• _TASK BRIEF_: Format the lines between the one holding "of the ceiling" and the one holding "of the blind", inclusive, as a Markdown table with the columns Row and Line. Number each row and leave out any blank lines.

• _DATA SECTION_:
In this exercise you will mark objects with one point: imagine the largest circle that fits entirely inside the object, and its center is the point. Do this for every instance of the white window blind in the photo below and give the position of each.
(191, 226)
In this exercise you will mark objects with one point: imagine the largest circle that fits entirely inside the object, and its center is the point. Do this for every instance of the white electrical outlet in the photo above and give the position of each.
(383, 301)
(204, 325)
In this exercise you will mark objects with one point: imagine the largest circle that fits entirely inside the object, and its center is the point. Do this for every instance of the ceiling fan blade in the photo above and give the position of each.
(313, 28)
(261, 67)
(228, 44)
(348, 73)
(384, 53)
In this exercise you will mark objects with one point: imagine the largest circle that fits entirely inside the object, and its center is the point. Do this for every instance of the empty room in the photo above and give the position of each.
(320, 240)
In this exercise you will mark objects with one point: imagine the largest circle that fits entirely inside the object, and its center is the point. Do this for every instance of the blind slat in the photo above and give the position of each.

==

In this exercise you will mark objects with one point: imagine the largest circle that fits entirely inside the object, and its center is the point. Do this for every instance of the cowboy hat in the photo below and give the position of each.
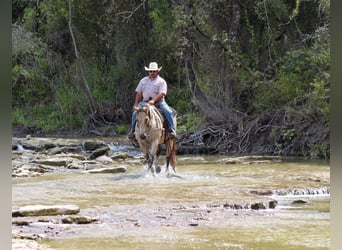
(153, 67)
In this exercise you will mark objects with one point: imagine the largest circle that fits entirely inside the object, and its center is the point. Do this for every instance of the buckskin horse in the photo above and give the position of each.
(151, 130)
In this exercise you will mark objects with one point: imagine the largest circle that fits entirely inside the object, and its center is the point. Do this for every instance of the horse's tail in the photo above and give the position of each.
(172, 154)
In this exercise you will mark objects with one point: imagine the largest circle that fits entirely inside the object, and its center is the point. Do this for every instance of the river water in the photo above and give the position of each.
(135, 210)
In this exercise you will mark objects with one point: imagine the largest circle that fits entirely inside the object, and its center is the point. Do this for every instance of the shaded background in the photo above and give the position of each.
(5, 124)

==

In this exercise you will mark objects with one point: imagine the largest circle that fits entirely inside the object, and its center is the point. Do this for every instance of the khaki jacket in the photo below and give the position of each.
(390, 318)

• _RESPONSE_:
| Row | Line |
|---|---|
| 1 | In this exercise you will mark objects with one point: imagine the largest circle that fits entirely inside the object, and its center is the point. Do this for every instance of the ceiling fan blade in the photo above and give the position of each. |
| 2 | (313, 28) |
| 3 | (261, 67) |
| 4 | (228, 44) |
| 5 | (348, 73) |
| 6 | (384, 53) |
| 7 | In this exercise you will mark objects with one point: imagine the largest circle that fits entirely inside the object, and its center is the point. Do this for every instance of the empty room in the photo above and give the position of each. |
| 8 | (320, 240) |
| 9 | In this exercise you will mark objects with one point: imagine the largest circle that fits entirely inside the object, and its center is the point. Do this for every instance of the blind slat in the photo above and give the position of each. |